• **INFORMATION SUPPLIED**:
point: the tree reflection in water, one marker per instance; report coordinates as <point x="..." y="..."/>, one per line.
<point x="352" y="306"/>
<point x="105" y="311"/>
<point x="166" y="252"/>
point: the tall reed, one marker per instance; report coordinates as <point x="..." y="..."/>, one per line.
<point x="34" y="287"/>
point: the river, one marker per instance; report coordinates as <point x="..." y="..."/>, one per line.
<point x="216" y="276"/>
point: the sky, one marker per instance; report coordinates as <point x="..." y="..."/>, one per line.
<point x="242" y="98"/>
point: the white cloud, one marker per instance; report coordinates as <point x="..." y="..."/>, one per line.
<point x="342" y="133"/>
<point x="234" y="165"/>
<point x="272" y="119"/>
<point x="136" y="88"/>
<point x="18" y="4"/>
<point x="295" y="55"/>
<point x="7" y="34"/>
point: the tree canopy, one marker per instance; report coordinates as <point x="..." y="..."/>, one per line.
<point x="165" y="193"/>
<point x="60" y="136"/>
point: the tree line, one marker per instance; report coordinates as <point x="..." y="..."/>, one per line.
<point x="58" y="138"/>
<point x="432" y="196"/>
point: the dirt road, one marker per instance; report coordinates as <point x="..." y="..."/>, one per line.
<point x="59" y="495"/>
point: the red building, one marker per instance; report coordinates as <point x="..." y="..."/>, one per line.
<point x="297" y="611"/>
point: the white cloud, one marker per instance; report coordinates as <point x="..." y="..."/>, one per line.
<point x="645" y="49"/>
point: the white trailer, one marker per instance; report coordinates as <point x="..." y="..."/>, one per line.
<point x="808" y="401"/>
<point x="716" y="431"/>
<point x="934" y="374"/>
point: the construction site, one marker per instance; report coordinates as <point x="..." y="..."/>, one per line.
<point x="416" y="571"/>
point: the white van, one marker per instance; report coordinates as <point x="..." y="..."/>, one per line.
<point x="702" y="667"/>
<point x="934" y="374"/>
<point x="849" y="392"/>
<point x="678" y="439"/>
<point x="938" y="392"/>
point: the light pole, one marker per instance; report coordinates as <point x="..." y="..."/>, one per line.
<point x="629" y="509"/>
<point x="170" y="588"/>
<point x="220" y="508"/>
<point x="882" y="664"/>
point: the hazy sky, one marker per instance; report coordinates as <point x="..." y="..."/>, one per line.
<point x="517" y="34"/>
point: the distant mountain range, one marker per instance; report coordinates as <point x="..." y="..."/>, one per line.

• **WRITTEN INSTRUCTION**: Reproduce all of the data above line for line, with no changes.

• **SOLUTION TO THIS TASK**:
point: the tree reflection in water, one marker per instance; report coordinates as <point x="..." y="..."/>, one per line.
<point x="352" y="306"/>
<point x="105" y="311"/>
<point x="166" y="252"/>
point: the tall reed, one marker per instance; report coordinates as <point x="..." y="..."/>, one per line.
<point x="34" y="287"/>
point: the river, one marker per instance; report coordinates as <point x="..." y="..."/>, one per line.
<point x="216" y="276"/>
point: the sky, one marker per instance; report coordinates as <point x="..." y="..."/>, one per line.
<point x="242" y="98"/>
point: the white cloud, one marker per instance; report coordinates as <point x="..." y="..."/>, one per line.
<point x="342" y="133"/>
<point x="234" y="165"/>
<point x="272" y="119"/>
<point x="136" y="88"/>
<point x="18" y="4"/>
<point x="295" y="55"/>
<point x="7" y="34"/>
point: the tree canopy, one marker per instance; report coordinates as <point x="..." y="..."/>, one per line.
<point x="165" y="193"/>
<point x="60" y="136"/>
point: the tree line, one marker per instance; report coordinates as <point x="..." y="..."/>, one per line.
<point x="58" y="138"/>
<point x="432" y="196"/>
point: the dirt road, one marker per instance; report coordinates as <point x="..." y="..."/>, one per line.
<point x="59" y="495"/>
point: the red building, one marker per instance; report coordinates as <point x="..." y="..."/>, one per line.
<point x="297" y="611"/>
point: the white cloud, one marker per instance; report coordinates as <point x="..." y="..."/>, one per line.
<point x="645" y="49"/>
point: the white trailer, one marker per instance; report coordinates as <point x="..." y="..."/>, one per line.
<point x="808" y="401"/>
<point x="716" y="431"/>
<point x="934" y="374"/>
point: the construction site, one marker per instance; report coordinates as <point x="..." y="..."/>, one per line.
<point x="416" y="571"/>
point: the white van, one marker per instance; report coordinates as <point x="..." y="..."/>, one per line.
<point x="702" y="667"/>
<point x="934" y="374"/>
<point x="849" y="392"/>
<point x="678" y="439"/>
<point x="938" y="392"/>
point: the light pole, one marker per instance; report coordinates as <point x="..." y="..."/>, one per line.
<point x="629" y="509"/>
<point x="170" y="588"/>
<point x="220" y="508"/>
<point x="882" y="664"/>
point: the hazy sky, one marker per instance; report coordinates as <point x="..." y="..."/>, one per line.
<point x="517" y="34"/>
point: the distant mountain range, one marker per instance; report coordinates as <point x="..." y="..."/>, one per line.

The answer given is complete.